Task details: Change every "detect" in the items below to "locate" and rewrite the items with nothing else altered. Leave the pictures out of your answer.

[Saved entries]

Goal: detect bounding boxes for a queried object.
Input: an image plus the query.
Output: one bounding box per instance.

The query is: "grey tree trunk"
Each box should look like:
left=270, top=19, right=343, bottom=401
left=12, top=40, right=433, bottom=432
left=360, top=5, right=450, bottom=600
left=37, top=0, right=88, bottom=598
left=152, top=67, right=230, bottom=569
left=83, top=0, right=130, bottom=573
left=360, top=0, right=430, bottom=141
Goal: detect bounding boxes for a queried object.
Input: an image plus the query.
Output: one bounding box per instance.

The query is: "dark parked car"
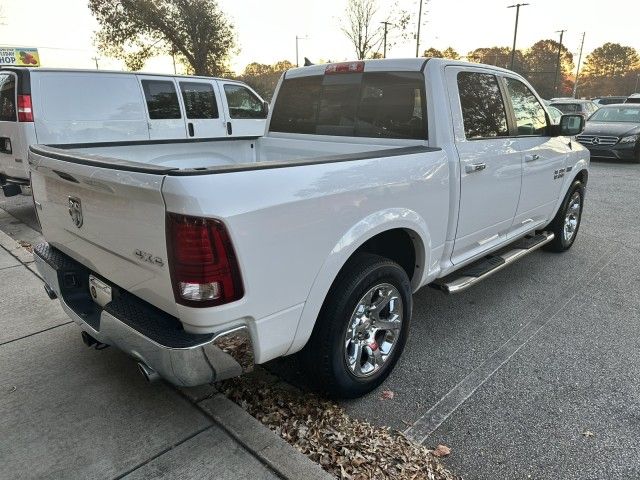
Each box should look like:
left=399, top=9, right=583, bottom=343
left=591, top=96, right=627, bottom=107
left=550, top=98, right=598, bottom=118
left=577, top=104, right=640, bottom=163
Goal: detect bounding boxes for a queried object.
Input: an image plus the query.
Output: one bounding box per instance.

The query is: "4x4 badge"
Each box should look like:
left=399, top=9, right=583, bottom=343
left=69, top=197, right=84, bottom=228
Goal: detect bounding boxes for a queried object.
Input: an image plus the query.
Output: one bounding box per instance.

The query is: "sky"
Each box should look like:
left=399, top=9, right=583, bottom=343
left=0, top=0, right=640, bottom=73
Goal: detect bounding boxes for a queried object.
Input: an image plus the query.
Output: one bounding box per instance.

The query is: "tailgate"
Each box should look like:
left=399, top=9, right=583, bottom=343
left=30, top=151, right=177, bottom=315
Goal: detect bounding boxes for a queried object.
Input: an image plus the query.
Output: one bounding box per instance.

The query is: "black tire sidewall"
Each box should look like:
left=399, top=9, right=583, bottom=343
left=554, top=180, right=584, bottom=250
left=318, top=255, right=413, bottom=397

Result of the task:
Goal: locate bounding boxes for a queried object.
Input: an image plus the query.
Output: one bounding box per instance.

The query is: "grey tree trunk"
Each box should look like:
left=270, top=19, right=343, bottom=401
left=12, top=40, right=433, bottom=432
left=360, top=5, right=450, bottom=600
left=37, top=0, right=88, bottom=598
left=152, top=67, right=230, bottom=569
left=83, top=0, right=130, bottom=573
left=360, top=0, right=430, bottom=141
Goal: locate bounding boxes for a queried object.
Input: an image plus the query.
Output: one bounding box per instance.

The query is: "dark parked car"
Each box should look like:
left=399, top=9, right=583, bottom=343
left=591, top=96, right=627, bottom=107
left=550, top=98, right=598, bottom=118
left=577, top=104, right=640, bottom=163
Goal: locate bounding boxes for a queried object.
Input: an image plus the query.
Output: one bounding box per instance.

The query is: "4x4 badge"
Each box should look like:
left=399, top=9, right=583, bottom=343
left=69, top=197, right=84, bottom=228
Goal: locate bounding boxes for a queried object.
Input: an image plus the query.
Output: one bounding box per instance.

The query is: "sky"
Each box should look like:
left=399, top=9, right=583, bottom=343
left=0, top=0, right=640, bottom=73
Goal: locate bounding boxes for a queried object.
Input: an image plus the query.
Output: one bounding box per instance.

The query is: "tailgate"
Each box should look like:
left=399, top=9, right=583, bottom=343
left=30, top=151, right=177, bottom=315
Goal: locate bounding boxes for a queried object.
Input: an image plus the query.
Output: one bounding box per instance.

The query is: "black tire sidewall"
Each box should look like:
left=399, top=9, right=583, bottom=343
left=554, top=180, right=584, bottom=250
left=318, top=255, right=413, bottom=397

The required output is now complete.